__Written problem__.
Starting at the line that contains "on the crowd", print every remaining line of the entries, unchanged, and output nothing more.

__Given data__.
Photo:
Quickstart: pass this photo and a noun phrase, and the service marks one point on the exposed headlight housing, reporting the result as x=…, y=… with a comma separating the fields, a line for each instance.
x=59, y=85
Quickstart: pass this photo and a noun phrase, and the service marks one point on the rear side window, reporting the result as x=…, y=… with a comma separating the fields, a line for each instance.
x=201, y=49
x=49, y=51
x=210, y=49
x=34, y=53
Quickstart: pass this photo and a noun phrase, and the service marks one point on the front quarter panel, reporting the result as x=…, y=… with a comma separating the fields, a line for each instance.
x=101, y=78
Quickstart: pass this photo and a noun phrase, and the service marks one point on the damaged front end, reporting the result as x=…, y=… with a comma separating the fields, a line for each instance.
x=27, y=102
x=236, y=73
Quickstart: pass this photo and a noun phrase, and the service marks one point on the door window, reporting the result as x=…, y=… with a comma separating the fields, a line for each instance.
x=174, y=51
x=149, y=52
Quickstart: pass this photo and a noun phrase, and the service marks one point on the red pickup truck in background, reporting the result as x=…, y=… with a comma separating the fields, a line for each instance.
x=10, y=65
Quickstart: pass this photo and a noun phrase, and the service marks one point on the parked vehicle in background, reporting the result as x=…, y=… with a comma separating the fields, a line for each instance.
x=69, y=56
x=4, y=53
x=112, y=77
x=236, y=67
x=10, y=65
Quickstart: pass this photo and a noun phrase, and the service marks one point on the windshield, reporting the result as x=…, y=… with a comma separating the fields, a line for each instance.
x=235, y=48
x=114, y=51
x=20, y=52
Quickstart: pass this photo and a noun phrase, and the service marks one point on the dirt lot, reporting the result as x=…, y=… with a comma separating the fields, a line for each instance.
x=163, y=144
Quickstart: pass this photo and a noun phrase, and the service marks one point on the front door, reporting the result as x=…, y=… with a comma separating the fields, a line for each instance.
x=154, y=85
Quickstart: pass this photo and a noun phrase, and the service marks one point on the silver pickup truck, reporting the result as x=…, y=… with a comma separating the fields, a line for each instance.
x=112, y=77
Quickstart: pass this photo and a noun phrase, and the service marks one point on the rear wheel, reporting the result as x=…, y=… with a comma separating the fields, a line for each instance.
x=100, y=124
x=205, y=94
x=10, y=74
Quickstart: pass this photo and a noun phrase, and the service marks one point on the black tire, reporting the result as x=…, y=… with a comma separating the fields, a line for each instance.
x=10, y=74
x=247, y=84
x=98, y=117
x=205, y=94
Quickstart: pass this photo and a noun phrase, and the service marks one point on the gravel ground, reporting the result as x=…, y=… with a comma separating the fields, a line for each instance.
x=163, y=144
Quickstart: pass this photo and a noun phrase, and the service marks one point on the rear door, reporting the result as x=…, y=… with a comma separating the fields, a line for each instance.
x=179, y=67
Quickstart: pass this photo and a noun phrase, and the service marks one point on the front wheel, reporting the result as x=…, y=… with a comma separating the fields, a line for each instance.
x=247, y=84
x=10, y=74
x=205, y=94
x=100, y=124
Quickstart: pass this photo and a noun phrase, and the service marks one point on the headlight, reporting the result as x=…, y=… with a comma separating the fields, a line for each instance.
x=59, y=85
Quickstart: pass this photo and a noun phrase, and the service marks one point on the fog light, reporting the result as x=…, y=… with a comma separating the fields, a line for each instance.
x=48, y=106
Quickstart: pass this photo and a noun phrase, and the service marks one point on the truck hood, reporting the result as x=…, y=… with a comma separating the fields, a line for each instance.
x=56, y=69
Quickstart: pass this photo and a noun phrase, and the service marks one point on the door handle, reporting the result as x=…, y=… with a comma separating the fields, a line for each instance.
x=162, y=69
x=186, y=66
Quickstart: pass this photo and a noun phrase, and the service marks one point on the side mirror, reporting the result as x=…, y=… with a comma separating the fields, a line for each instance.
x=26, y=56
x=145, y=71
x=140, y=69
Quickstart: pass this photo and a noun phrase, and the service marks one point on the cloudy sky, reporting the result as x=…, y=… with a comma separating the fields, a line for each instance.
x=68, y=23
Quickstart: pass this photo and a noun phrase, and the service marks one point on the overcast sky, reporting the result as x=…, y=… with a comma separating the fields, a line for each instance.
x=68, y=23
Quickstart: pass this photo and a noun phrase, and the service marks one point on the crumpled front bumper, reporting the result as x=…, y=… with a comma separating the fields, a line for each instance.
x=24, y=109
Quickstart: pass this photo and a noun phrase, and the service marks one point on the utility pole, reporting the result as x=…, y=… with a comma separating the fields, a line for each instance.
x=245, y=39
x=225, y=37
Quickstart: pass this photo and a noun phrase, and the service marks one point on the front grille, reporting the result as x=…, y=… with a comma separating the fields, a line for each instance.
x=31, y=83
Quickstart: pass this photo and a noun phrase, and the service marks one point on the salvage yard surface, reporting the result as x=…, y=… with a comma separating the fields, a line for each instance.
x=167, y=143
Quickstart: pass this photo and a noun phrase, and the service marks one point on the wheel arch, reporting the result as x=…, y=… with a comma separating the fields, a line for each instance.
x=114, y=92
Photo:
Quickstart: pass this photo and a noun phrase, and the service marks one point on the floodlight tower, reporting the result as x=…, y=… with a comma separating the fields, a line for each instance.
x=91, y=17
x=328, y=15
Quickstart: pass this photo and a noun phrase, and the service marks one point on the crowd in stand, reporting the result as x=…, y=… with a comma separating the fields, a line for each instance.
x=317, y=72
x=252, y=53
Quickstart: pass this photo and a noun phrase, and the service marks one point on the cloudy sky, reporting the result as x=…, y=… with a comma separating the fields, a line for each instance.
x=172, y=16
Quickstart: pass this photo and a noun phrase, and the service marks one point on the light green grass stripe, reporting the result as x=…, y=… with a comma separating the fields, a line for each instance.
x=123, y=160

__Answer__.
Quickstart: pass this photo and a noun phrase, and the service marks one point on the crowd in stand, reporting the result as x=…, y=… with a comma separating the fields, a line for each instance.
x=317, y=72
x=252, y=53
Quickstart: pass this photo and a noun phrase, and the service marks one point on the cloudy sky, reporting the result as x=…, y=… with a comma separating the fields, a line for each instance.
x=172, y=16
Quickstart: pass this photo and a noun phrase, and the service marks one point on the light green grass stripe, reporting the result as x=…, y=… with a comma separating the fields, a line for each instance.
x=123, y=160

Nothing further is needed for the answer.